◆ LISTED ENTRIES

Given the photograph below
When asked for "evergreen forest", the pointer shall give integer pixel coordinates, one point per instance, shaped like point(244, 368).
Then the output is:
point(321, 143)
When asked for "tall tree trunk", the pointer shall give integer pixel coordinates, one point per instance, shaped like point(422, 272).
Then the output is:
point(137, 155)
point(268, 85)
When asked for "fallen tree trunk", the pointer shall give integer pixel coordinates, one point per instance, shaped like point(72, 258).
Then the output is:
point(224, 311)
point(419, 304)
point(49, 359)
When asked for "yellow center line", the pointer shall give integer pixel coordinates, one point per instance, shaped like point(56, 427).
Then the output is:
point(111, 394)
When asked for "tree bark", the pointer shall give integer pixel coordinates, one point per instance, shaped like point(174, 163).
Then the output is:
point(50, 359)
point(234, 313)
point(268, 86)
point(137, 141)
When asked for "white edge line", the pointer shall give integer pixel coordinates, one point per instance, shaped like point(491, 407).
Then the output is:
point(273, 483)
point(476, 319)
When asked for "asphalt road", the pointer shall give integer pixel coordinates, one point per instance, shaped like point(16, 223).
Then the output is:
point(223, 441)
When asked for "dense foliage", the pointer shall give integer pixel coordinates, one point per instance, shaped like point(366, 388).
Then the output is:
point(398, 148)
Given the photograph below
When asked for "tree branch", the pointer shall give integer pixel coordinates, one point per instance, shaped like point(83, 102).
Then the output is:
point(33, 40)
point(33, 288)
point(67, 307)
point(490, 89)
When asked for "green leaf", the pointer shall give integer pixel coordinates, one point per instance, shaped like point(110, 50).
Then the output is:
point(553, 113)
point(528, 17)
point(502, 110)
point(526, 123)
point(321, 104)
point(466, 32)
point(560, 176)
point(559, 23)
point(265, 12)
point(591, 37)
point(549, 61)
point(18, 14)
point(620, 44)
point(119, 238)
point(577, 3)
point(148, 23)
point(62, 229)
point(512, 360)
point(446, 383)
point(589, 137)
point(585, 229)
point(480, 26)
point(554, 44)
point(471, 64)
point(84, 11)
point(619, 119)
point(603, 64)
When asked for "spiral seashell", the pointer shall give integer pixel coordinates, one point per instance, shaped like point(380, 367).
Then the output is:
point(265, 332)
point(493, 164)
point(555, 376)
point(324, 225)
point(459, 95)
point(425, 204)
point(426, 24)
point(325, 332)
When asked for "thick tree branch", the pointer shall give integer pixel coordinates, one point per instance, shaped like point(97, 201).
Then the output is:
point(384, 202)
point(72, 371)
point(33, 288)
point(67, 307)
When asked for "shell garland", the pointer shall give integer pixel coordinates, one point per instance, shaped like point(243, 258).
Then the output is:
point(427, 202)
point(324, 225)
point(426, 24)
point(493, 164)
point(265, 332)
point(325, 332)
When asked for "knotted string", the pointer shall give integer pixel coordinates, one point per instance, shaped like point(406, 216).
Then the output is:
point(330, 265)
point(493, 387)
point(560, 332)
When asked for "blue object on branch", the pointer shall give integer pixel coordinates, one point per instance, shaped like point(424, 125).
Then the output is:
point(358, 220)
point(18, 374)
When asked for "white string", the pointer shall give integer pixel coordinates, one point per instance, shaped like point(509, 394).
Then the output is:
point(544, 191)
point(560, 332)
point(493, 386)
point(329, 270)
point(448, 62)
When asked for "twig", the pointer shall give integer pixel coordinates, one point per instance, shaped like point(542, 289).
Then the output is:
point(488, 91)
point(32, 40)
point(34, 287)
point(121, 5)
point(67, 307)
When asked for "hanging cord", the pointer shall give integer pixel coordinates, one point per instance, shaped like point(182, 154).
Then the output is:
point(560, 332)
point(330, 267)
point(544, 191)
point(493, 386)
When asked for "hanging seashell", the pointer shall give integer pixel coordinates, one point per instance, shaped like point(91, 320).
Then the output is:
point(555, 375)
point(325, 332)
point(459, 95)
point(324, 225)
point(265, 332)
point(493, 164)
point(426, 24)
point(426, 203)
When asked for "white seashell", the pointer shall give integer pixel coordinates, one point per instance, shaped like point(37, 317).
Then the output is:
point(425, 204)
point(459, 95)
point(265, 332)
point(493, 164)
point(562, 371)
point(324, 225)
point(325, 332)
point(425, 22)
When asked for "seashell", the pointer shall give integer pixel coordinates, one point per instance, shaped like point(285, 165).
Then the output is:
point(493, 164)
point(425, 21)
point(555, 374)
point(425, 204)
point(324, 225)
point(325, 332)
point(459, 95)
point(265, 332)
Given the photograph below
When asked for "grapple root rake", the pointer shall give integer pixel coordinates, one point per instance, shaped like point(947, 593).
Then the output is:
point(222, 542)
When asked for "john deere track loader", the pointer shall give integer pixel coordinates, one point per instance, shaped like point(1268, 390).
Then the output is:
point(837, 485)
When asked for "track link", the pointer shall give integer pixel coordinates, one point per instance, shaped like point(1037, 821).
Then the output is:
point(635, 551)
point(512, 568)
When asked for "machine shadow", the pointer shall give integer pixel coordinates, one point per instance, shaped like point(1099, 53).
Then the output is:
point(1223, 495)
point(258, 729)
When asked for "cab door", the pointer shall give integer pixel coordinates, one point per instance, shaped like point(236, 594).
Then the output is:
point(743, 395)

◆ HOW TO COMPLETE THIS TASK
Please state only the number of lines above that hold the string "hanging".

◆ RESULT FOR THIS TASK
2